**WHAT IS BEING ASKED:** Where the line with "Identify a point for each instance of the crop" appears in the records below, start there and transcribe each line exactly through the last.

(Referring expression pointing data)

◇ ◇ ◇ ◇

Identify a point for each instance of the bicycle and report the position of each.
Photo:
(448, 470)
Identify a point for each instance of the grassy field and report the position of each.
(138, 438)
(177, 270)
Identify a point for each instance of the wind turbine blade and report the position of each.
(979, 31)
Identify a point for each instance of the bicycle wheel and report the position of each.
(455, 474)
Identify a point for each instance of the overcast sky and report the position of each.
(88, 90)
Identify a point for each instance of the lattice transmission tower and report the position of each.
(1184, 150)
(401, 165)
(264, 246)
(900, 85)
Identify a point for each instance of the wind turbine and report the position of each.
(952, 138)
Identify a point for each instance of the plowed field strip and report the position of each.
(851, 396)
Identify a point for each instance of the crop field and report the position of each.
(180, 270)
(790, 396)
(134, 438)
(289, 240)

◇ ◇ ◇ ◇

**ANSWER BOX:**
Identify a point for each instance of the crop field and report the position of each.
(180, 270)
(790, 396)
(134, 438)
(289, 240)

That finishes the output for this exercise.